→ **AIM OF THE TASK**:
Return every line of the items below that contains the string "cardboard". Matching is case-sensitive.

→ **SUPPLIED RECORDS**:
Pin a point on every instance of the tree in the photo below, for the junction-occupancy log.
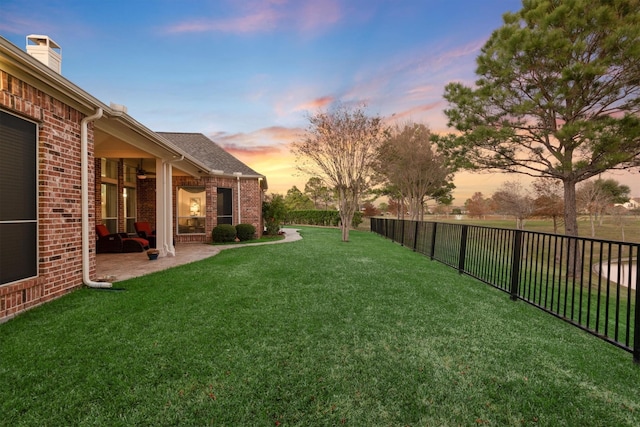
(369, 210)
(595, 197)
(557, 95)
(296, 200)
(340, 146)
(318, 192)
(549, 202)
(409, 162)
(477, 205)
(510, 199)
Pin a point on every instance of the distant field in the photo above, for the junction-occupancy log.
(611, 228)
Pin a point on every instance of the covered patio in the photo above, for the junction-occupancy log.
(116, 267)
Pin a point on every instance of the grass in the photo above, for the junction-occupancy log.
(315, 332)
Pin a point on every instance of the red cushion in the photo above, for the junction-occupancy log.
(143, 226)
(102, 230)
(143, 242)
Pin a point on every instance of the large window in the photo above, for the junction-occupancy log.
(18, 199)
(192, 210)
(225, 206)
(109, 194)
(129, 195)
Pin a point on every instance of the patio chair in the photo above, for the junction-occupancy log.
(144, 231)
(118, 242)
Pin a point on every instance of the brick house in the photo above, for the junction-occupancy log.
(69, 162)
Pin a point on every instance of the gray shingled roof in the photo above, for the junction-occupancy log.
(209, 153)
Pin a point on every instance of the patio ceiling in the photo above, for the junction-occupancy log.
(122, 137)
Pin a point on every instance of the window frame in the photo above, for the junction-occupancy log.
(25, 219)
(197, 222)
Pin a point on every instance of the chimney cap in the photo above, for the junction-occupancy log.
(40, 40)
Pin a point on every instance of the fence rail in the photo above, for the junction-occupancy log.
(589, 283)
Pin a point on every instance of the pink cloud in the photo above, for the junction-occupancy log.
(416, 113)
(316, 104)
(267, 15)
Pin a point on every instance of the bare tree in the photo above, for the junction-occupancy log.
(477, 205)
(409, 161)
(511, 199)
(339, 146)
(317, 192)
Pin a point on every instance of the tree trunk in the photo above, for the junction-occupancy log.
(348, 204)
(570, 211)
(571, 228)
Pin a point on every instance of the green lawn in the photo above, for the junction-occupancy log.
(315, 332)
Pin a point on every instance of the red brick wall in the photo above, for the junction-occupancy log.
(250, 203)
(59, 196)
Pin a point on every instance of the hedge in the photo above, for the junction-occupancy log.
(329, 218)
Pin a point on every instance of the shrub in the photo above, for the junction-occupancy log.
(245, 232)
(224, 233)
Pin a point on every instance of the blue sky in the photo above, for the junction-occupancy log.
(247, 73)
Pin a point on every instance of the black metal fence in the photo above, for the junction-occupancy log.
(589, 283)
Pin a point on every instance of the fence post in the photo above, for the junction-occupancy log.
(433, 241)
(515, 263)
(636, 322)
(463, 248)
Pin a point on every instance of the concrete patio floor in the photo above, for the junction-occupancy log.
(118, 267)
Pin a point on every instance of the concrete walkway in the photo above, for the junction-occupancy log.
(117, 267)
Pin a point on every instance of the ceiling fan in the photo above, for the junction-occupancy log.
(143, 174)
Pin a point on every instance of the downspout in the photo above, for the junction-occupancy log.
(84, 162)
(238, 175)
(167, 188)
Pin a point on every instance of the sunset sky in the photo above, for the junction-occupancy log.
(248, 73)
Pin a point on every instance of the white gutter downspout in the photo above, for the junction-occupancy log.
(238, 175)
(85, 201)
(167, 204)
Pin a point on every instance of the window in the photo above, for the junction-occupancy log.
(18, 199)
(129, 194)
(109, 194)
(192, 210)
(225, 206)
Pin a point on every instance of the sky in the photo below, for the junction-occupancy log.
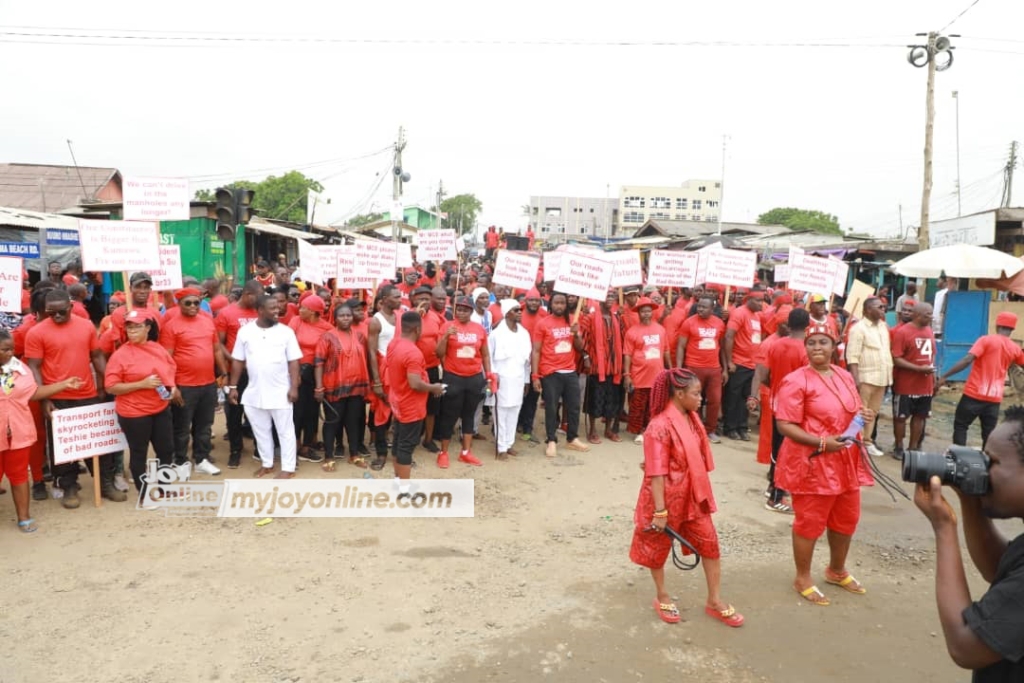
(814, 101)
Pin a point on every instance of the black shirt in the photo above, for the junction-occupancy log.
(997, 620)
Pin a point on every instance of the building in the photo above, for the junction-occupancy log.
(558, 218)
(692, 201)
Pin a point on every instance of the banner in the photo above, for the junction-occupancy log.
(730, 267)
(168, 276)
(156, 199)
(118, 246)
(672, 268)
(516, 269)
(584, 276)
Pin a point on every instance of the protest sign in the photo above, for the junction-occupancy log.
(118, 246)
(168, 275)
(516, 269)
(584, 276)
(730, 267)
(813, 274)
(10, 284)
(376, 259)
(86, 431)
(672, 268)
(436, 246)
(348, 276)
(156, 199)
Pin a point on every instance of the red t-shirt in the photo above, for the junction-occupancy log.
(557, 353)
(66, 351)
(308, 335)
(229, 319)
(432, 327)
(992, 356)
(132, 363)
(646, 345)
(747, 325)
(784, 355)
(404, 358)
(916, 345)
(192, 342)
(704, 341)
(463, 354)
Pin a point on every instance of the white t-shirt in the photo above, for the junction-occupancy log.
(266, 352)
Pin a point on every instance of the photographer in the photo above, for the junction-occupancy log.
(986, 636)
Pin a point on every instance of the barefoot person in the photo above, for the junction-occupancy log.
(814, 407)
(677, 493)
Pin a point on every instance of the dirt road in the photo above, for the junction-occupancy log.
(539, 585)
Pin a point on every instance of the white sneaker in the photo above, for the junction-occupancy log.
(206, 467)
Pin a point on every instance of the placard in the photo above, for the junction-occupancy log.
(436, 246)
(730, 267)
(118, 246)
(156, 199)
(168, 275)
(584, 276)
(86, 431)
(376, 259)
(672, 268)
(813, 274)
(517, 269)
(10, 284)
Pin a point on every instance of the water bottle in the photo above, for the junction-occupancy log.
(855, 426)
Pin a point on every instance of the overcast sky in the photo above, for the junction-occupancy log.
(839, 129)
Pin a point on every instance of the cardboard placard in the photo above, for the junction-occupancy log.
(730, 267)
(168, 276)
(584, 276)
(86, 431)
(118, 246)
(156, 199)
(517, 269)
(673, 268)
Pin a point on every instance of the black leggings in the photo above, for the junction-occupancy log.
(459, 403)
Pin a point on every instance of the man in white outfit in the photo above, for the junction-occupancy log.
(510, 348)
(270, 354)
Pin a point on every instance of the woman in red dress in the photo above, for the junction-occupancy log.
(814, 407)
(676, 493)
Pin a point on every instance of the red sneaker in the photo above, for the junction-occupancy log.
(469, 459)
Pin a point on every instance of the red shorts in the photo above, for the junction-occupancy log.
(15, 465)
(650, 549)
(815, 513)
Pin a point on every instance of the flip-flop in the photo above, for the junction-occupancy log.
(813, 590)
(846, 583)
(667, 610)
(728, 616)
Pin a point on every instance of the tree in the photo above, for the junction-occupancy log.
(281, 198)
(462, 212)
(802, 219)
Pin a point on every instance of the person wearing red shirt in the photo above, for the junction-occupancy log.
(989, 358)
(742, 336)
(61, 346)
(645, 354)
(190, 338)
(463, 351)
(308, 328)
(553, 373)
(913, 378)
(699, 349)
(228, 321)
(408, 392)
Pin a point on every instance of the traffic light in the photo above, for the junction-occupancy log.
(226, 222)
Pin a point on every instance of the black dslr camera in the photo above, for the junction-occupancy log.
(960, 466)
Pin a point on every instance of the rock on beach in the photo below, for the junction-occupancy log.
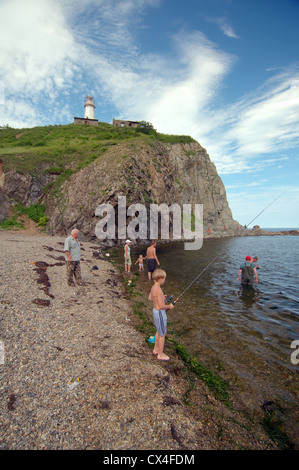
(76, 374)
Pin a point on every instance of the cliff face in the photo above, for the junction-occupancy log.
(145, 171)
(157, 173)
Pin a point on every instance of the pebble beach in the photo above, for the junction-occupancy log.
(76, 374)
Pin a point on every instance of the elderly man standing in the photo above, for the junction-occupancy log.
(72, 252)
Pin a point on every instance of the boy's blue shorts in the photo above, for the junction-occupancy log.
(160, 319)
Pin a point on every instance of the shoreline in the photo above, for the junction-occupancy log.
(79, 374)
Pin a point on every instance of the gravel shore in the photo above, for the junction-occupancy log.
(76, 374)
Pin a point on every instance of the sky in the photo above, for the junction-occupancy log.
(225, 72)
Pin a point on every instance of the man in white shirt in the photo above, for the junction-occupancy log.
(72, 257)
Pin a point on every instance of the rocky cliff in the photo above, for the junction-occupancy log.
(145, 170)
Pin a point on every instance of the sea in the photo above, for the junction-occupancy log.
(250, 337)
...
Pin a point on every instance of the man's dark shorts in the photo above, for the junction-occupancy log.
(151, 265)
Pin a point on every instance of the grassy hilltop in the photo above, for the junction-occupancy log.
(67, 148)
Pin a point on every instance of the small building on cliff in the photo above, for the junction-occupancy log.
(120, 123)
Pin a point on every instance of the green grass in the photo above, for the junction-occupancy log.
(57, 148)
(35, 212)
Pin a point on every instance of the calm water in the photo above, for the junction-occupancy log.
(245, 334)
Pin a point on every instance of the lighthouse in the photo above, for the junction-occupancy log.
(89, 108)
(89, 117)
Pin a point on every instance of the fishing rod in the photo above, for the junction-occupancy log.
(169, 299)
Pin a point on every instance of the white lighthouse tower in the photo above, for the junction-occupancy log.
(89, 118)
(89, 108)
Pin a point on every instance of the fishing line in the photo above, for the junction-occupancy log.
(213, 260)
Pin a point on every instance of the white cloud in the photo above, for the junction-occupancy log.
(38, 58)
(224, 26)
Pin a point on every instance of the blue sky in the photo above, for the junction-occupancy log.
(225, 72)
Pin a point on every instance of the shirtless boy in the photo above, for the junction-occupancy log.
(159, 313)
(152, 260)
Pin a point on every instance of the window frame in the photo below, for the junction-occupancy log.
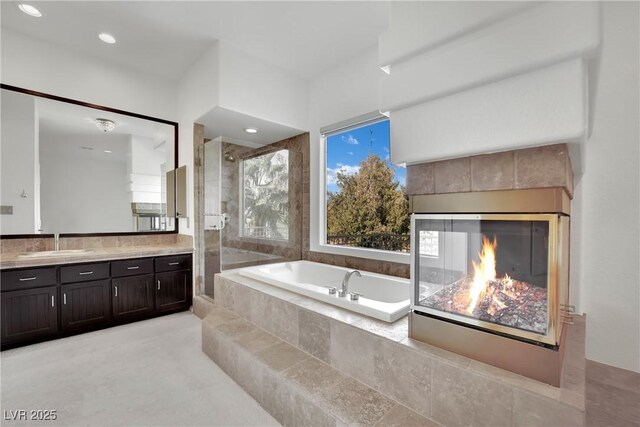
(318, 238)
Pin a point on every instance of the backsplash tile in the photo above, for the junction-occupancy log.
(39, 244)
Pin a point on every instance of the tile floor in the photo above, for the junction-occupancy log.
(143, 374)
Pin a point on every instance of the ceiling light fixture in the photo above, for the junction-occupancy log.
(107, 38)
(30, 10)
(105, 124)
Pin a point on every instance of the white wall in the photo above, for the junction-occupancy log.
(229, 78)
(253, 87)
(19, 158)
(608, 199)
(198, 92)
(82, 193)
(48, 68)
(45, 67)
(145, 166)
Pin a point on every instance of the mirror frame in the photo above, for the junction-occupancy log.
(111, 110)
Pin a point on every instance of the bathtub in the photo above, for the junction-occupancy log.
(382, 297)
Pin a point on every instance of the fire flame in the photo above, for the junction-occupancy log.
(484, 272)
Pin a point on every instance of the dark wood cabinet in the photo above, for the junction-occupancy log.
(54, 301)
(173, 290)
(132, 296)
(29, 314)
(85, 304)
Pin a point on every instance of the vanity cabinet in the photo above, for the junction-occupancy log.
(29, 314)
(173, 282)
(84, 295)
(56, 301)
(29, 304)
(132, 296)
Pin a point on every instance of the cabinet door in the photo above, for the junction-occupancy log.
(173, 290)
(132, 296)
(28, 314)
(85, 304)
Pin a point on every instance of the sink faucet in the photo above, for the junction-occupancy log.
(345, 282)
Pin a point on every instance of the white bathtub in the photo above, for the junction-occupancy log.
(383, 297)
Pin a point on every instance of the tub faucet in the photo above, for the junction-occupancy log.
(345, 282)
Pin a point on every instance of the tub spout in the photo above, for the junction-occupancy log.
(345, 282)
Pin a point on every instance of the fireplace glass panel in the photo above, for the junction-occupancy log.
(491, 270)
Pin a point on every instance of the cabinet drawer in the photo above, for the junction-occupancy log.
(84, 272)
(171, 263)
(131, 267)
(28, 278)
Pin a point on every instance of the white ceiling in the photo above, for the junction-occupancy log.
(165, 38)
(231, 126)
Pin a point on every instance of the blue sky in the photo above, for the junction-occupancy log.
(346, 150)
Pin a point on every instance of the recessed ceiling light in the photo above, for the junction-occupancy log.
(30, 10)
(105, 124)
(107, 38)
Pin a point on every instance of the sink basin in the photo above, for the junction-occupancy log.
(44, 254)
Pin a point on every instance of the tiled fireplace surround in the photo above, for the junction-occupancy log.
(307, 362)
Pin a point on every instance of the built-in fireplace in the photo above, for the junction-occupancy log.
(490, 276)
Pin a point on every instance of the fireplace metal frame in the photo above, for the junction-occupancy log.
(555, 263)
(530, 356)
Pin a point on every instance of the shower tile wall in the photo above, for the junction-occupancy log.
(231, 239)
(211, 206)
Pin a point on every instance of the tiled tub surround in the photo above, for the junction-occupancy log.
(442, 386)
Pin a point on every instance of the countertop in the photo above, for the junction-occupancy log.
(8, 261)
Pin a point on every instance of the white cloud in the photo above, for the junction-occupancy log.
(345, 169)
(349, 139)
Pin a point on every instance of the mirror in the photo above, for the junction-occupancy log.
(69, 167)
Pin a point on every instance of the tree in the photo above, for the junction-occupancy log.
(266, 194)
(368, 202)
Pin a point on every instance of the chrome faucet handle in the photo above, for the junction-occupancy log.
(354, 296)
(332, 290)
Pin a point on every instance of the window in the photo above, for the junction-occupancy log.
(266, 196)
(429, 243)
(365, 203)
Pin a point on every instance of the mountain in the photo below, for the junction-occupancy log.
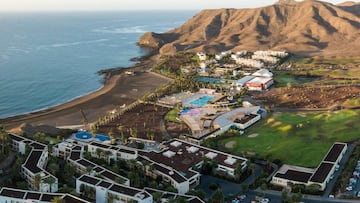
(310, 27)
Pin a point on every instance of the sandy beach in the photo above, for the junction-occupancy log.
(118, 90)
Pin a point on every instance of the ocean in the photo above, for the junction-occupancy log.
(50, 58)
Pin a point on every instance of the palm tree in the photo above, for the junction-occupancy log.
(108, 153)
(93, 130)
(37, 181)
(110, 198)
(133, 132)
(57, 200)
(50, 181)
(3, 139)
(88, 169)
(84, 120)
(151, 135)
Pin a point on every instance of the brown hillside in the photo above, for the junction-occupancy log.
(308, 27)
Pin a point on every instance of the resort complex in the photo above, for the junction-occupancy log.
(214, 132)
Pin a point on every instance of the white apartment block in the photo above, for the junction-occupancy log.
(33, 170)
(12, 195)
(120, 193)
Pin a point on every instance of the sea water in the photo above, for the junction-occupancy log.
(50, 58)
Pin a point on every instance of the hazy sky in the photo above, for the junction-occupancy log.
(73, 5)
* * *
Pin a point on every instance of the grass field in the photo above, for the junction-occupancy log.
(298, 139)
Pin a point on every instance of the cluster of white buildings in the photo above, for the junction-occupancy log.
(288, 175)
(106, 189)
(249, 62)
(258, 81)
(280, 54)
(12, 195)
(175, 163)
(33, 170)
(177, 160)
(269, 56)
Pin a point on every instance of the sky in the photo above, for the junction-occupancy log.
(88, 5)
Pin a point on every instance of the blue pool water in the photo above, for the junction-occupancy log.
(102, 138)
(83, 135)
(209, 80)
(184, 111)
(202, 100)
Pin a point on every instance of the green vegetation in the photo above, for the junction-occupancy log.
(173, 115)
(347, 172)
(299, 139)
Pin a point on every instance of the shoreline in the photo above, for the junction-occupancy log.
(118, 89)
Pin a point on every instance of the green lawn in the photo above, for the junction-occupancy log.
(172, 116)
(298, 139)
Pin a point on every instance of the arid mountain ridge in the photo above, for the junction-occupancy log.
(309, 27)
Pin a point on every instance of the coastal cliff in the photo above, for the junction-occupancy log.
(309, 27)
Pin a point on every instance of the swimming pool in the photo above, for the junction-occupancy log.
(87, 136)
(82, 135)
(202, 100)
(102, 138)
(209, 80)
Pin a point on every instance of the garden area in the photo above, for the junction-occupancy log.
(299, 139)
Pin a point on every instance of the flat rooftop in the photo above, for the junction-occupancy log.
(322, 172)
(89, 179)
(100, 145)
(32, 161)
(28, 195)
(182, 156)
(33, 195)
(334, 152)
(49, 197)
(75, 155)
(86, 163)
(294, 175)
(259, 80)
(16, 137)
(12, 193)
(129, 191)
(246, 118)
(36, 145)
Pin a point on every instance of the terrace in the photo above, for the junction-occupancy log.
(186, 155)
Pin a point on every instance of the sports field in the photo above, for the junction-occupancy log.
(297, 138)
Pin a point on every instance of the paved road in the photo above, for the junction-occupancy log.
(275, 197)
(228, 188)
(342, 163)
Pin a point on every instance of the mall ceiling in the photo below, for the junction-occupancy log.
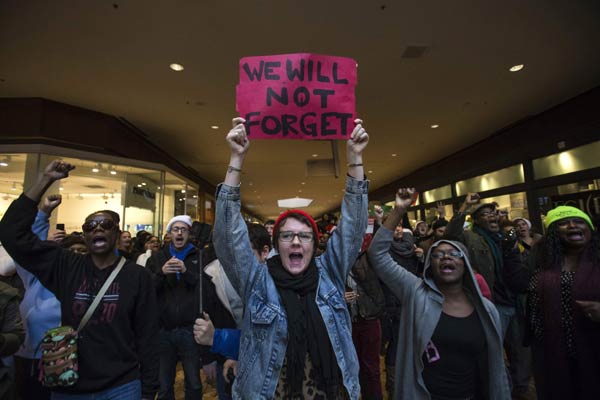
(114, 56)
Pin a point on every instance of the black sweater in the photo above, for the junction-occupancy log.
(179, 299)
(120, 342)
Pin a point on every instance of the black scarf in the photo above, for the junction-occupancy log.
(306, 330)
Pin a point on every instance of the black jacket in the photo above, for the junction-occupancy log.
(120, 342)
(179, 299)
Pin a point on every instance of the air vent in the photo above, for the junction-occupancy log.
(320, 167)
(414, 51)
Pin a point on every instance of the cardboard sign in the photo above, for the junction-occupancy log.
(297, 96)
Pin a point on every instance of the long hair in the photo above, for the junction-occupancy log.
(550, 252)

→ **RESULT OF THE EXERCISE**:
Pin a point on every instance of the cardboard placard in the photo above, for the junction-occupancy log.
Pin a point on every instance of the cardboard sign in the photo above, for the junction-occupancy log.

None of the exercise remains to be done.